TASK LIST »
A. List the formal aims of MI9 given in the passage on Jasper Maskelyne and MI9.
B. Extend the passage on Jasper Maskelyne and MI9, picking up after its last sentence.

PROVIDED TEXT »
++++++

In late 1942, while serving with the British Army in North Africa, Lieutenant (later Major) Jasper Maskelyne joined the regional branch of MI9. This was a secret military intelligence department set-up to help service personnel evade capture and, if captured, to escape.
MI9’s formal aims were to aid escapers by providing them with tools and training to escape; to train potential evaders to evade; to encourage secret routes along which either could travel; and to glean such intelligence as was in prisoner of war camps, or from escapers or evaders who made it home. Against these aims, Jasper played a key role. He trained frontline personnel on how to evade capture and to escape captivity, and he designed and issued escape and evasion devices to military personnel.
A signed photo of Major Jasper Maskelyne, Royal Engineers
(Source: Author’s collection)
Jasper was the ideal lecturer on this secretive topic. Lecturing to large groups of service personnel was the dominant method of military training. Most audiences, overexposed to this approach, were numb to the contents. Many lectures blended into one unmemorable download of information. Jasper’s lectures were something different. He was a celebrity with a famous family name. This enticed people to turn up when they may have sneaked off to avoid ‘another lecture.’ More than this, his public speaking and performing skills, along with his charismatic character, drew their attention and kept them listening. Add on the interesting and important nature of the topic, occasional displays of magic to illustrate points, stories of daring escapes, and demonstrations of secret gadgets, and you have a compelling mix.
Attention-focusing techniques to keep audiences attentive and awake weren’t uncommon. Jasper’s former camouflage officer colleagues had their own approaches. Julian Trevelyan laced his camouflage lectures with photographs of nude females covered in netting. Roland Penrose would occasionally throw in a daring nude shot of his girlfriend, Lee Miller, spread-eagled in matt green camouflage paint. But few could compete with Jasper for that combination of education and entertainment.

++++++

AVAILABLE DATA »
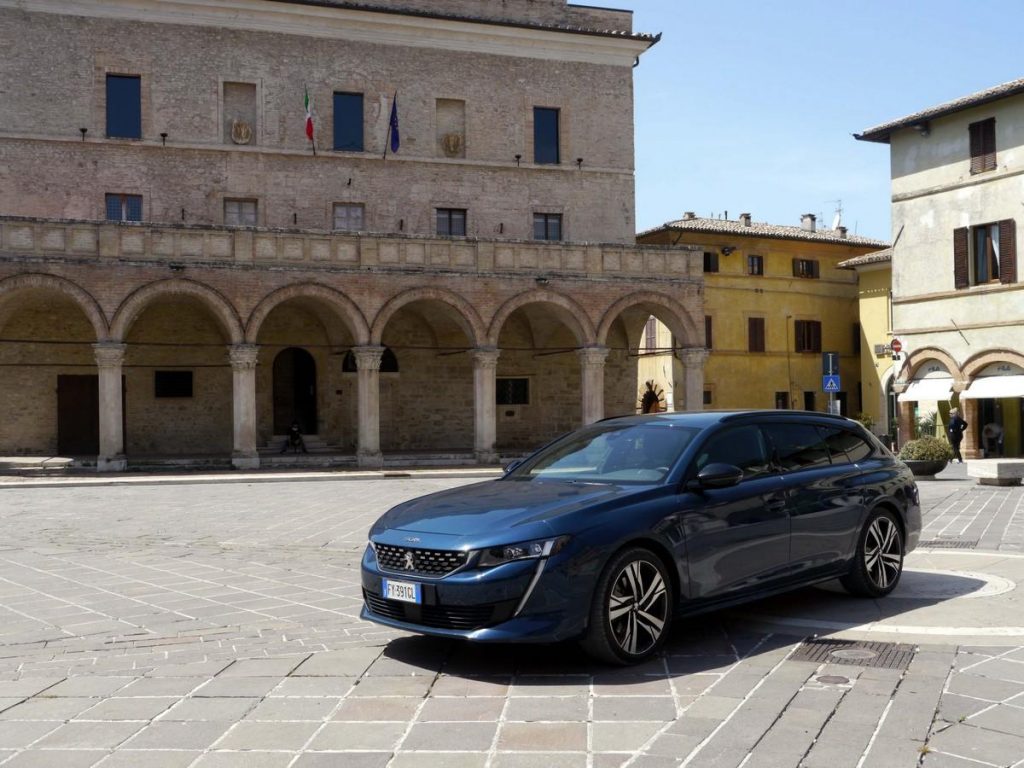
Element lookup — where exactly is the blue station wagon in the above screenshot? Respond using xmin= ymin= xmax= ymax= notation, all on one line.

++++++

PER-TASK OUTPUTS »
A.
- To aid escapers by providing them with tools and training to escape
- To train potential evaders to evade
- To encourage secret routes along which escapers or evaders could travel
- To glean such intelligence as was in prisoner of war camps, or from escapers or evaders who made it home

B.
Lee Miller, Roland Penrose’s girlfriend, loosely disguised by camouflage (Source: Pinterest)
An example of an MI9 escape and evasion lecture, given in North Africa in late 1942, is available in the National Archives (UK). It shows the type of content in the presentations Jasper gave. The lecture starts by explaining the importance of evading and escaping capture, tips on handling interrogation, escape routes for various countries, advice on gaining the support of local populations, and how to use a variety of ‘aids and devices.’ We know Jasper’s lectures lasted around 90 minutes, allowing him to pepper his lectures with real-life examples of people who had gone missing in action but reappeared a few weeks or months later, applying the adage that, “an ounce of practice was worth a pound of principle.” He likely also majored on the wide variety of escape aids that were increasingly available, inserting a magic trick or two to hold any flagging attention.
Jasper Maskelyne in military uniform (Source: Imperial War Museum, public domain)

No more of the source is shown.